[Work to do] Print the lines of the records below verbatim, starting with the line that contains "Where can the red and" and going on through the line that contains "point(139, 108)".

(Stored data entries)
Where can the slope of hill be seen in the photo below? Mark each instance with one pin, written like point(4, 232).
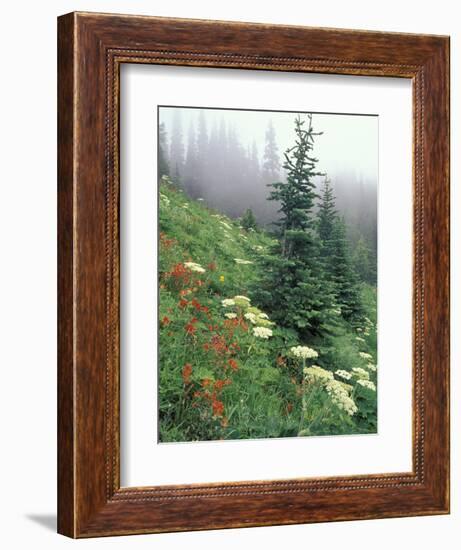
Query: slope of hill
point(226, 371)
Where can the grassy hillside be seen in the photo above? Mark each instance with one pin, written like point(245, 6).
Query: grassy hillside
point(226, 371)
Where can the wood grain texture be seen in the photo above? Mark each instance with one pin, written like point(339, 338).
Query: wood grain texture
point(91, 49)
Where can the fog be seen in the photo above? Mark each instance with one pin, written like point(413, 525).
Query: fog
point(228, 158)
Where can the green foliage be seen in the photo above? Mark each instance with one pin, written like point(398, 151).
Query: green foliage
point(248, 220)
point(339, 270)
point(217, 380)
point(293, 285)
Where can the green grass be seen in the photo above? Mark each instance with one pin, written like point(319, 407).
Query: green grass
point(217, 378)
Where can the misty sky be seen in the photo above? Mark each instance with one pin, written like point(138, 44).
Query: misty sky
point(348, 145)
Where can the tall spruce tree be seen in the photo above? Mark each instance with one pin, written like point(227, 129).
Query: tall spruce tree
point(294, 287)
point(336, 257)
point(327, 212)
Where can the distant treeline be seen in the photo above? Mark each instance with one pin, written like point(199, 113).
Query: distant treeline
point(213, 164)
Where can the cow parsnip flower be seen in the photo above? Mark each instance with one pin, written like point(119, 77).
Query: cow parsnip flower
point(304, 352)
point(360, 373)
point(343, 374)
point(367, 384)
point(317, 374)
point(340, 397)
point(193, 266)
point(251, 317)
point(262, 332)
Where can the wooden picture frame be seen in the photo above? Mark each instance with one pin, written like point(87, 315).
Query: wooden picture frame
point(91, 48)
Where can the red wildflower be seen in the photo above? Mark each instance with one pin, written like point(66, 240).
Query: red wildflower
point(186, 373)
point(233, 364)
point(218, 407)
point(190, 329)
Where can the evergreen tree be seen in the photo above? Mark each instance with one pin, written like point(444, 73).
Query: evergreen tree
point(337, 257)
point(327, 213)
point(343, 276)
point(162, 165)
point(294, 288)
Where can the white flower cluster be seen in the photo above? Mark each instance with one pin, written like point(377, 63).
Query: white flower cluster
point(304, 352)
point(317, 374)
point(360, 373)
point(343, 374)
point(194, 267)
point(251, 317)
point(367, 384)
point(340, 397)
point(164, 199)
point(262, 332)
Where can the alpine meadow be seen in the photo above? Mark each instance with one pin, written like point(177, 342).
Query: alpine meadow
point(267, 274)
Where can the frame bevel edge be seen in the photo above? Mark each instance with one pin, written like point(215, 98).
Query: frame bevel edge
point(66, 521)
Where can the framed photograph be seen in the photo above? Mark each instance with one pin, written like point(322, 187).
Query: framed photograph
point(253, 275)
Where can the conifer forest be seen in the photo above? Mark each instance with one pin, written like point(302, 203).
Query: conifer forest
point(267, 274)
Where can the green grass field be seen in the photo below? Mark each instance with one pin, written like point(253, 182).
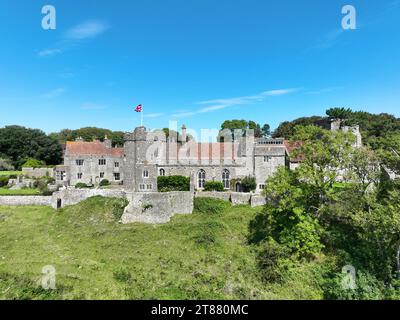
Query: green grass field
point(198, 256)
point(8, 173)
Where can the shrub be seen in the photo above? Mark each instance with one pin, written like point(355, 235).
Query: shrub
point(81, 185)
point(45, 191)
point(33, 163)
point(173, 183)
point(269, 257)
point(122, 275)
point(4, 181)
point(214, 186)
point(210, 205)
point(104, 182)
point(249, 184)
point(147, 206)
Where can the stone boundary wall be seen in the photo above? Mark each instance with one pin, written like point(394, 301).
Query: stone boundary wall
point(157, 207)
point(145, 207)
point(72, 196)
point(26, 200)
point(236, 198)
point(257, 201)
point(38, 172)
point(217, 195)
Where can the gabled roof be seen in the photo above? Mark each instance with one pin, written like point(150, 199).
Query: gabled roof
point(77, 148)
point(292, 146)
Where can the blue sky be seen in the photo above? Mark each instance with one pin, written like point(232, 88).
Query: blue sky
point(196, 62)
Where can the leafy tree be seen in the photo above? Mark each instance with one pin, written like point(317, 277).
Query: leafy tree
point(5, 164)
point(19, 143)
point(266, 130)
point(326, 158)
point(287, 217)
point(248, 184)
point(213, 186)
point(339, 113)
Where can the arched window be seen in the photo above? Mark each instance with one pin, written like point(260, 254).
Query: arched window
point(201, 179)
point(226, 176)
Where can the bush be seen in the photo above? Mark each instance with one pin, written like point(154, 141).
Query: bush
point(81, 185)
point(173, 183)
point(6, 164)
point(214, 186)
point(248, 184)
point(4, 181)
point(104, 182)
point(210, 205)
point(269, 257)
point(33, 163)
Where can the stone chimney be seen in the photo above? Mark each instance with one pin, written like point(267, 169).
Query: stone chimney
point(183, 136)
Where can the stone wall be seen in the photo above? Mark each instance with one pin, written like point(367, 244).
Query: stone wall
point(157, 207)
point(217, 195)
point(38, 172)
point(25, 201)
point(240, 198)
point(72, 196)
point(236, 198)
point(257, 201)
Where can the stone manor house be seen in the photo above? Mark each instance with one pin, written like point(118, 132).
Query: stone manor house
point(149, 154)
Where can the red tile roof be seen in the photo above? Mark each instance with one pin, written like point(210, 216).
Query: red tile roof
point(91, 148)
point(292, 146)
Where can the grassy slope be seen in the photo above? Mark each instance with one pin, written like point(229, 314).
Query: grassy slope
point(8, 173)
point(198, 256)
point(20, 192)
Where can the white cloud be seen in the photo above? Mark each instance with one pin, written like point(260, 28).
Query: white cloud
point(219, 104)
point(86, 30)
point(74, 35)
point(49, 52)
point(92, 106)
point(152, 115)
point(53, 93)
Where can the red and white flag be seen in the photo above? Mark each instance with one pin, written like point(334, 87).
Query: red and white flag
point(139, 108)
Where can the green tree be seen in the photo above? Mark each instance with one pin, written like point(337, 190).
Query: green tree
point(19, 143)
point(248, 184)
point(339, 113)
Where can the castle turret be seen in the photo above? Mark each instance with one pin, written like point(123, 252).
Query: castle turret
point(184, 137)
point(139, 170)
point(107, 142)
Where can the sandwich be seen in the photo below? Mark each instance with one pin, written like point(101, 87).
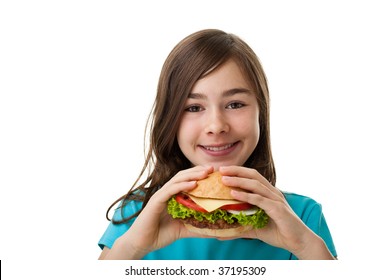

[Written solution]
Where can the red and white flag be seen in the photo above? Mark each instance with one pin, written like point(334, 87).
Query: red and white flag
point(139, 108)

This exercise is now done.